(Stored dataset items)
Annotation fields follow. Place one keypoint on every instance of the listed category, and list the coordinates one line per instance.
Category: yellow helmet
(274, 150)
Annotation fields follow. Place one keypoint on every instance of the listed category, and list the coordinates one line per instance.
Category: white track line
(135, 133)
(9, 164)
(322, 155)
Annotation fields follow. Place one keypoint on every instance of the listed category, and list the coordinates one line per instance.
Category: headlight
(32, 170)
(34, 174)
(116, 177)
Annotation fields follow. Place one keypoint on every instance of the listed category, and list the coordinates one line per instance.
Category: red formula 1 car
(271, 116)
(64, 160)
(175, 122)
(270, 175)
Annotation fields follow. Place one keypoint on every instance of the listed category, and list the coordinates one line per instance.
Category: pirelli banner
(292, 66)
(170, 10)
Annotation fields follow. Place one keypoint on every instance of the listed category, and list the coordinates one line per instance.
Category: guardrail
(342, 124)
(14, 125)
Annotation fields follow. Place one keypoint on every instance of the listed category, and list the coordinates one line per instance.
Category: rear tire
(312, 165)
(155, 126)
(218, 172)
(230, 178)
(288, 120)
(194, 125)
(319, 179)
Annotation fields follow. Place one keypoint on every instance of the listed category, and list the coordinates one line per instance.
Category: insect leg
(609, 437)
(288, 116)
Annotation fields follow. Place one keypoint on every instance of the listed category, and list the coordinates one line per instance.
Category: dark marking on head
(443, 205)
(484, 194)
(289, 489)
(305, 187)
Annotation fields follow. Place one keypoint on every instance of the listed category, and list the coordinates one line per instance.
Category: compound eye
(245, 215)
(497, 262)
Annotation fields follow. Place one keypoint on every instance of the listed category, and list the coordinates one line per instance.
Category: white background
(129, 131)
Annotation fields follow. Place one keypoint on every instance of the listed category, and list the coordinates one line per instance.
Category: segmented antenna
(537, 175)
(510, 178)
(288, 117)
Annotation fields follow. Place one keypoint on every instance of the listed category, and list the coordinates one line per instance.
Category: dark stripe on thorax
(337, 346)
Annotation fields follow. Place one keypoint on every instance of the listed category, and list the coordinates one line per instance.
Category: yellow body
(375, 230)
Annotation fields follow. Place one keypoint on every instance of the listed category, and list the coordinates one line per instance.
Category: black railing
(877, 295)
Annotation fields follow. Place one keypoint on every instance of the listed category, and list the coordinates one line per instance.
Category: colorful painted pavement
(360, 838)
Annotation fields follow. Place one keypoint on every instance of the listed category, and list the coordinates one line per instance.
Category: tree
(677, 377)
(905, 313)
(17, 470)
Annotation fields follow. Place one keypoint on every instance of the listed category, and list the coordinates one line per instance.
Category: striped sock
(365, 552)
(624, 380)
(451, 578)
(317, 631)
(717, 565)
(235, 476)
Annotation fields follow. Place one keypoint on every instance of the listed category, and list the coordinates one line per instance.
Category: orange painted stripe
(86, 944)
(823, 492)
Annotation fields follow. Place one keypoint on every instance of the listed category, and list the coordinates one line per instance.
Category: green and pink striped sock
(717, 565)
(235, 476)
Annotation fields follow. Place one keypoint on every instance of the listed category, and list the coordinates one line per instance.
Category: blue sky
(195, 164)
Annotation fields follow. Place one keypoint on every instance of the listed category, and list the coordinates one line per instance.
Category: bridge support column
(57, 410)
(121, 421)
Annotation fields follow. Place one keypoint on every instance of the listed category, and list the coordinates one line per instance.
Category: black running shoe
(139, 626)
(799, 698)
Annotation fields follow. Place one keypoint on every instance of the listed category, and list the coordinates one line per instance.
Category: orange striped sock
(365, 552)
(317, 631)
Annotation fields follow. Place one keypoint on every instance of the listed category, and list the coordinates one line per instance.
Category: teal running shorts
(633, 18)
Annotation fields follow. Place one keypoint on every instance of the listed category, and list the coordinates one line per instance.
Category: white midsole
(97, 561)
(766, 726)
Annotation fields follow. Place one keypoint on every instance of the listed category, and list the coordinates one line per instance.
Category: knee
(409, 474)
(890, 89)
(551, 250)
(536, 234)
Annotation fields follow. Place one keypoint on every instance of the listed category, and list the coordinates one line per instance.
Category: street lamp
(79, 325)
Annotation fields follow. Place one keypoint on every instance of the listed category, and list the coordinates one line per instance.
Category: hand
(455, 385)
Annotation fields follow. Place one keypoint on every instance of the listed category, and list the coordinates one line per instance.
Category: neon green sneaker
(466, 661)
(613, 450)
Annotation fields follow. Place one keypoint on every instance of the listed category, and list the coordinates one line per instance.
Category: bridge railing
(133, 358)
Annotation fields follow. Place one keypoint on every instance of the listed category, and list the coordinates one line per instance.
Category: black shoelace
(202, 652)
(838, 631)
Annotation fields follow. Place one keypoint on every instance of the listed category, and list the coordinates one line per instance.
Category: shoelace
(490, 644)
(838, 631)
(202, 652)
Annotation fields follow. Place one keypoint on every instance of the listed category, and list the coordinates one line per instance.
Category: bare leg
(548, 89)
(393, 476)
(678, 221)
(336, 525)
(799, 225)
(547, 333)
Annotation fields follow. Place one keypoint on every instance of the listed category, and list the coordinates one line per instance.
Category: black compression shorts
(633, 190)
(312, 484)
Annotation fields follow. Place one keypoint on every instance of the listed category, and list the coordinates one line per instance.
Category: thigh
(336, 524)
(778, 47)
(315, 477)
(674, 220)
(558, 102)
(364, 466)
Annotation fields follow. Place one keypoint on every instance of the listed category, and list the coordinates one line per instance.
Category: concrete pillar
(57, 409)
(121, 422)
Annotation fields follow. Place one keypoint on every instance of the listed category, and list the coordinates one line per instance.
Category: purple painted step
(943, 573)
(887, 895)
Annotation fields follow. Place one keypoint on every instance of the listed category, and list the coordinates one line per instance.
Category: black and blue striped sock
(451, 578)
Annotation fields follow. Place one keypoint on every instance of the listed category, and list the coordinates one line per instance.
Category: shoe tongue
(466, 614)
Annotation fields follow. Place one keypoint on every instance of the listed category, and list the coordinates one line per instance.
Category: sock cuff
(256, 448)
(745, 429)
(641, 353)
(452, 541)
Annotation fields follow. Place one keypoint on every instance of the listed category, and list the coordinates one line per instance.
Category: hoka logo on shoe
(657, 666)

SET EXERCISE » Every record should be given again exactly.

TASK OUTPUT »
Annotation fields follow. Place one keypoint on every instance of the listed category, and list the coordinates one line per instance.
Category: yellow helmet
(274, 150)
Annotation fields follow. Place one keypoint on every instance of the listed category, and list the coordinates one line per instance.
Category: white track line
(135, 133)
(9, 164)
(322, 155)
Annotation fields follow. Place one keypoint on every instance of the listed category, and list the coordinates one line per instance.
Category: headlight
(32, 170)
(34, 174)
(116, 177)
Annotation fields follow. Place one keypoint on every instance of the listed category, and list the coordinates one line per instance.
Category: red formula 1 car
(271, 116)
(64, 160)
(175, 122)
(270, 175)
Annotation fields follow. Place one keypoint on every instance of the listed category, and list the coordinates one line per instance.
Category: pirelli banner
(292, 66)
(170, 10)
Annotation fields follow. Place one keypoint on every instance of the listed category, and list the coordinates one line per instance.
Category: guardrail
(342, 124)
(14, 125)
Annotation fields follow. Place one keypoint on every instance of the listed category, and list the coordinates one line per instance.
Category: rear tire
(312, 165)
(155, 126)
(218, 172)
(230, 178)
(288, 120)
(194, 125)
(319, 179)
Annotation fields follow. Place one keypoint on every instance of the listed category, and list the coordinates one line per instance.
Category: insect leg
(609, 437)
(288, 116)
Annotation fields follow. Place one keypoint on every instance of the listed category, and list the coordinates one line per instance.
Category: dark marking on head
(443, 205)
(484, 194)
(289, 489)
(305, 187)
Annotation fields follow. Place one keypoint on every instance of the listed category, and list the coordinates one line per instance.
Category: compound eye
(245, 215)
(497, 262)
Annotation fields follow. Place one keypoint on every instance of the listed category, and list the coordinates one line per instance.
Category: white background
(129, 131)
Annotation fields follow. Place one keypoint on every instance of the listed category, and list the coordinates one line per instance.
Category: segmented antenna
(537, 175)
(510, 178)
(288, 117)
Annotation fields follow. Place one keypoint on every instance of the listed category, and list the coordinates one line per instance.
Category: dark stripe on thorax
(337, 346)
Annotation fields follow. Place one keypoint on every instance of the listed category, and list the coordinates one line per instance.
Category: yellow body
(375, 230)
Annotation fields follow. Place one keypoint on every instance of the listed category, and list the coordinates one line per instance.
Category: black railing
(877, 295)
Annotation fields follow. Place one keypoint on every instance of the listed category, and list the coordinates one line per instance.
Category: colorful painted pavement
(360, 838)
Annotation fields follow. Place one keypoint on every instance of the listed category, and list the coordinates one line per instance.
Category: tree
(677, 377)
(905, 313)
(17, 470)
Annotation fields follow. Place one keypoint on every instance of the listed category, and list the coordinates one line per instance.
Category: striped sock
(365, 552)
(624, 380)
(451, 578)
(317, 631)
(717, 565)
(235, 476)
Annotation fields follow. Place one keypoint on every instance of the listed category, and list the coordinates one line per instance.
Category: orange painted stripe
(86, 944)
(823, 492)
Annotation fields follow. Place one keypoint on every instance of the listed category, and list the coordinates one line per instance.
Category: green and pink striped sock
(717, 565)
(235, 476)
Annotation fields follow. Place one keypoint on every instance of the listed category, and list the coordinates one line per instance.
Category: blue sky
(195, 164)
Annotation fields follow. Place one keypoint on every instance of the listed category, and list the coordinates one line per instance.
Category: bridge support column
(57, 410)
(121, 421)
Annotation fields follow. Place one keypoint on every instance of the listed category, and list the coordinates one line per instance.
Category: black running shoe
(139, 626)
(799, 698)
Annotation fields follow. Place one keypoint on every instance of the listed category, and list the coordinates one line per instance.
Category: orange striped sock
(365, 552)
(317, 631)
Annotation fields follow. Place one keypoint on every instance of the listed category, and list the coordinates one line per instance.
Category: teal running shorts
(633, 18)
Annotation fields follow. Place one keypoint on every instance of the listed category, and list the coordinates one line per instance.
Category: white midsole
(97, 561)
(766, 726)
Annotation fields follow. Place one keypoint on every instance of the listed category, and list the coordinates one line per instance.
Category: knee
(409, 474)
(890, 89)
(551, 250)
(536, 234)
Annotation fields follow. Place one keypoint on every instance of the listed category, and list the coordinates one line per instance.
Category: street lamp
(79, 325)
Annotation fields follow. Place one keypoint on every instance of the listed category, and list the coordinates one line per instance.
Category: hand
(455, 385)
Annotation fields follow. Place one keypoint on every instance of the listed category, and list the coordinates one line per instance.
Category: neon green sneaker
(466, 661)
(613, 450)
Annotation fields follow. Place one keypoint on every instance of the listed category, and list the coordinates one line per instance.
Category: bridge railing
(133, 358)
Annotation fields follow. Place one keypoint on every instance of the listed category, and list the coordinates one line per instance.
Category: black shoelace
(202, 652)
(838, 631)
Annotation fields follow. Place one keypoint on every instance of the listed category, and list the coordinates one line per instance.
Category: shoelace
(490, 644)
(838, 631)
(202, 652)
Annotation fields follow. Place one keypoint on every instance of the listed category, and list the coordinates one line per instance.
Category: bare leg
(548, 89)
(393, 476)
(678, 221)
(336, 525)
(799, 225)
(547, 333)
Annotation fields follow. Place one keypoint on every instance of the listed category, and list the coordinates one line per instance.
Category: black compression shorts
(633, 190)
(312, 484)
Annotation fields follow. Place one keypoint on every instance of the listed category, and list the coordinates one line per instance.
Category: thigh
(336, 524)
(778, 47)
(315, 477)
(674, 220)
(558, 102)
(364, 466)
Annotation fields follow. Place one keypoint on every instance of the listed category, and list the coordinates one line per instance.
Category: concrete pillar
(57, 409)
(121, 422)
Annotation fields follow. Place one keypoint on every instance of the listed category, and list the coordinates one line per instance.
Category: purple painted step
(943, 573)
(887, 895)
Annotation fields follow. Place one keypoint on every instance of the listed category, and list the coordinates one line per instance.
Category: black and blue striped sock
(451, 578)
Annotation fields follow. Place one keypoint on every instance of the listed category, and list the coordinates one line per instance.
Category: shoe tongue
(466, 614)
Annotation fields follow. Place one keypoint on every instance of the listed category, and list the coordinates one line per instance.
Category: sock cuff
(256, 448)
(745, 429)
(641, 353)
(452, 541)
Annotation fields follow. Place one keypoint on every instance of the listed category, and list the coordinates one line per instance.
Category: hoka logo on shoe
(657, 666)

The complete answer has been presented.